→ **Quoted text**
◇ ◇ ◇
Location
- Brgy. San Carlos, Tukuran, Zamboanga del Sur Philippines
- Coordinates: 7°51′33″N 123°34′19″E﻿ / ﻿7.85912°N 123.57205°E

Information
- Type: Comprehensive Public High School
- Superintendent: Visminda G. Serrato, SDS
- Principal: Julie Doliente, Ed.D
- Grades: Grades 7,8,9,10,11 & 12
- Enrollment: May 2011
- Campus size: 5 campuses
- Campus type: Suburban
- Color(s): pink and white
- Newspaper: The Hills, Batikang Maninisid

= Tukuran Technical-Vocational High School =

Public high school in Zamboanga del Sur, Philippines

Tukuran Technical-Vocational High School is a public high school located in Tukuran, Zamboanga del Sur, Philippines. It is composed of five campuses and the leading Public High School in the municipality. It is the Venue of SSDC meet in the cluster of Aurora, Labangan and Tukuran for the preparation for yearly provincial meet.
◇ ◇ ◇
→ **Required tasks**
**A.** Please copy the school article word for word, starting with "Public high school in Zamboanga" and going on through "yearly provincial meet.".
**B.** Substitute "headgear" for "helmet" in the records, starting with the line with "Please locate the helmet" and going on through the end of the records. Give back only those lines, with everything else unchanged.

→ **Coordinate annotation records**
◇ ◇ ◇
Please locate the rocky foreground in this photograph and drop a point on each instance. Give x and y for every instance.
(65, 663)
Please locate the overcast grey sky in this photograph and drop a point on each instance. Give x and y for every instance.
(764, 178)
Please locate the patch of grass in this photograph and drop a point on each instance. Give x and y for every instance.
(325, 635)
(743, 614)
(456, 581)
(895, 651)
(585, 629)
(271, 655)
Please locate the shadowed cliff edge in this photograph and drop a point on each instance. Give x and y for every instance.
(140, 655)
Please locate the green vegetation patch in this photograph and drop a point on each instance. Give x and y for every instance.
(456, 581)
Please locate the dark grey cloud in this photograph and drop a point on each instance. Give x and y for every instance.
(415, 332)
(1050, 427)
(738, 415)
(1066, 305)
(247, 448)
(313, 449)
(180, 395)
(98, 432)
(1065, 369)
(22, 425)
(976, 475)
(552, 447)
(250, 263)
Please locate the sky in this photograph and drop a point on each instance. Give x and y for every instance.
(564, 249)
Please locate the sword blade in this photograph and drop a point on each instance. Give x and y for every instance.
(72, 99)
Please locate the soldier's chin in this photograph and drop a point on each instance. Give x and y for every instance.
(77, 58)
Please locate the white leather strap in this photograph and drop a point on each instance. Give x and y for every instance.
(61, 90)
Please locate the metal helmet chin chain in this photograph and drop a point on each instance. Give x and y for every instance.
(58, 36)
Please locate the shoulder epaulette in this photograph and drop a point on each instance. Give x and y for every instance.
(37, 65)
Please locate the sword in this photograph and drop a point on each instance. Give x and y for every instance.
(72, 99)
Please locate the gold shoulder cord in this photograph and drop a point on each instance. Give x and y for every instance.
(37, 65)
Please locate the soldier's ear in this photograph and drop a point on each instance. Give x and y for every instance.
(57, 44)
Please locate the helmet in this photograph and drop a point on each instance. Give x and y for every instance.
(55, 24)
◇ ◇ ◇
→ **Results for each task**
**A.**
Public high school in Zamboanga del Sur, Philippines

Tukuran Technical-Vocational High School is a public high school located in Tukuran, Zamboanga del Sur, Philippines. It is composed of five campuses and the leading Public High School in the municipality. It is the Venue of SSDC meet in the cluster of Aurora, Labangan and Tukuran for the preparation for yearly provincial meet.

**B.**
Please locate the headgear in this photograph and drop a point on each instance. Give x and y for every instance.
(55, 24)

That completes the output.